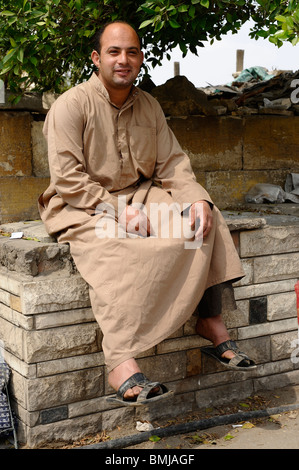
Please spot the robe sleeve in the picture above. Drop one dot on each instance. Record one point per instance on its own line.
(63, 130)
(173, 168)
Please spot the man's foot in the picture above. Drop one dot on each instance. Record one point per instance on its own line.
(133, 388)
(121, 373)
(224, 350)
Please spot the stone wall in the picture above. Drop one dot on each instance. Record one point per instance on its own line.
(24, 172)
(53, 345)
(229, 155)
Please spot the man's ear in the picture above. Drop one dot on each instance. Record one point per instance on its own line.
(95, 57)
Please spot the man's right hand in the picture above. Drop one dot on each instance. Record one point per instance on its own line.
(135, 221)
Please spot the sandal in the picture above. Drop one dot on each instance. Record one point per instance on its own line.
(145, 396)
(239, 362)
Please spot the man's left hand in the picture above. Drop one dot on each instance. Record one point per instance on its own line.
(201, 209)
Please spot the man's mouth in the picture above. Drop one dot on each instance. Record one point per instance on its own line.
(122, 72)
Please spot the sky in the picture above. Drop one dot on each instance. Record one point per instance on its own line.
(215, 63)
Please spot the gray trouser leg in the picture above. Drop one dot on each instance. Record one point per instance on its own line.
(217, 300)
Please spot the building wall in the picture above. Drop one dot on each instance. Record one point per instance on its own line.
(229, 155)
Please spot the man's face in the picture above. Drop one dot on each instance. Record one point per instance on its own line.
(120, 59)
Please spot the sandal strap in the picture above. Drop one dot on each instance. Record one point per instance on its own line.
(138, 379)
(231, 345)
(228, 345)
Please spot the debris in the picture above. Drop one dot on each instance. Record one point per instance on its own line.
(144, 426)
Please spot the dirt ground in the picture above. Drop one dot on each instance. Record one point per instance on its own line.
(279, 431)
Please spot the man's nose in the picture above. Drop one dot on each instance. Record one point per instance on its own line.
(123, 57)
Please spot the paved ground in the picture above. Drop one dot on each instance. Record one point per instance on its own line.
(280, 431)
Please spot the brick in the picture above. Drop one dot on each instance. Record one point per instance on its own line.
(15, 148)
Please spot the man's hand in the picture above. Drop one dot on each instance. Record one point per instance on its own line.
(135, 221)
(201, 209)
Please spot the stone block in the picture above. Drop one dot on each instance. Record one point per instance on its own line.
(54, 294)
(33, 258)
(56, 343)
(69, 364)
(212, 143)
(15, 148)
(68, 317)
(39, 150)
(19, 198)
(267, 288)
(67, 430)
(269, 328)
(269, 241)
(228, 188)
(282, 345)
(275, 267)
(282, 306)
(258, 310)
(270, 382)
(12, 338)
(271, 142)
(53, 414)
(53, 391)
(178, 344)
(220, 395)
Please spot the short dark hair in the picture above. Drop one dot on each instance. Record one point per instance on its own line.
(98, 35)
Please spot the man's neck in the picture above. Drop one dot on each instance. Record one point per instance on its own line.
(118, 96)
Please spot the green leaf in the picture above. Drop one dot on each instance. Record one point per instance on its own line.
(146, 23)
(192, 11)
(183, 8)
(154, 438)
(174, 24)
(7, 13)
(20, 55)
(205, 3)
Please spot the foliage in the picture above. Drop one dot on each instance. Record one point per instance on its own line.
(46, 44)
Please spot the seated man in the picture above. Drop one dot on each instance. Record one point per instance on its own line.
(112, 159)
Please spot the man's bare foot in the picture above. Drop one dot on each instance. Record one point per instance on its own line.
(121, 373)
(215, 331)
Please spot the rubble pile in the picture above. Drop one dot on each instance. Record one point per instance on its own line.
(254, 91)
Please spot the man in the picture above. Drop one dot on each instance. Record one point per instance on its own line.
(112, 158)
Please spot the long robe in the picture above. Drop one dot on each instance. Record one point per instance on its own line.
(102, 158)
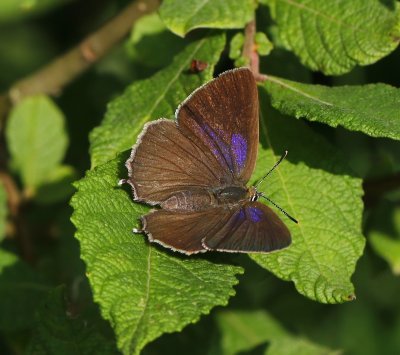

=====

EXERCISE TASK: Print all of the material above word for word, leaving out the pictures.

RESPONSE TO THIS TASK:
Please spot the robe sleeve in the picture above. Drop one dot on each instance. Record one point per instance on its own line.
(63, 130)
(173, 168)
Please spot the man's foot in the picture above. Drop one dot on each instance. Record one point per instance on its own line.
(133, 388)
(121, 373)
(224, 350)
Please spot the stone wall in the picture above. Drop one dot on each instance. Record one point per instance on its own line.
(24, 172)
(53, 345)
(229, 155)
Please spot the man's ear in the picture above. Drop one dot on each instance. Record one point per instance on its own line.
(95, 57)
Please spot the man's right hand in the picture above. Drop one dot on each instance. Record one point per instance on its own line.
(135, 221)
Please spot the sandal in the picture above. Drop one dot on each instance. Record one point per instance on its own line.
(145, 396)
(239, 362)
Please spot the man's left hand in the picture above. Drop one dot on each instance. Record one point per instance on its own line.
(201, 209)
Please spot the man's mouth in the picture above. Drop one dot on each instance. Record one point per instance on its own line.
(122, 72)
Please spot the sky in the picture above. Drop one dot on each instance. Record one point per instance on its own line.
(215, 63)
Please spot the gray trouser leg in the picture above. Drop one dot on each instance. Record one point per instance on its own line.
(217, 300)
Please spot the building wall in the picture above. Drop one dot on each instance. Record one point per instance on its own line.
(229, 155)
Please spot the man's face in the picture above. Drop one dot on each instance. Record one point per instance on its own line.
(120, 59)
Please spot the sandal strap in the picture above. Drop one dot on each instance. Record one point per instance on its own line.
(138, 379)
(231, 345)
(228, 345)
Please spot the debris in the picture above. Drop one dot on each instance. Record one point per instance on its own line.
(144, 426)
Please spot the dirt ground in the picture above. Drop one dot on each instance. Record one point per instance on its own line.
(279, 431)
Please spot the man's nose in the picture above. Drop one dot on each instance. Record one point per instance on its own line.
(123, 57)
Please spot the paved ground in the picture above. Drop one dot on each instance. Record one point per instance on its own line.
(280, 431)
Please spot the brick in the picture above. Drop one dot on each instance. Record one point per instance on its own line.
(15, 148)
Please spot the man's hand in the picture above. Drop one dot on each instance. Record one point per instance on its own line.
(135, 221)
(201, 209)
Please spot the stone block in the picture above. Drop one dot on each instance. Record one point per instance on its own line.
(54, 294)
(33, 258)
(56, 343)
(69, 364)
(212, 143)
(15, 148)
(68, 317)
(39, 150)
(19, 198)
(267, 288)
(67, 430)
(269, 328)
(269, 241)
(228, 188)
(282, 345)
(275, 267)
(282, 306)
(258, 310)
(270, 382)
(12, 338)
(271, 142)
(53, 414)
(53, 391)
(178, 344)
(220, 395)
Please spot the short dark hair in the picture above. Drop one dot on each instance. Record one point per instance on its own line.
(98, 35)
Please spot the man's neck in the picture above. Drop one dot on each instance. Record one point per instance on its own line.
(118, 96)
Please spot the green leaf in the picture above. Drop one dot on each instance. Record one point per instance on its own line.
(146, 23)
(192, 11)
(183, 8)
(154, 438)
(174, 24)
(7, 13)
(20, 55)
(205, 3)
Please spot the foliage in the picture above. Drop one dot on each instance. Record one point per instance on its own line.
(46, 44)
Please spot the seated man in the picture above. Drop one dot on each instance. Record one point per instance on its own line.
(112, 159)
Please spot the man's bare foot in the picture above. Drop one dot on each instance. Record one point per instance on its own line.
(121, 373)
(215, 331)
Please spot the rubble pile in the picture above. Drop one dot on each instance. Record one point per instance on its own line.
(254, 91)
Please spot the man in the picture above. Drop one dot on each instance. Record one point per instance on its own line.
(112, 158)
Please spot the long robe in the picture above. Drop one dot on each instance. Record one point per instance on its own line.
(102, 158)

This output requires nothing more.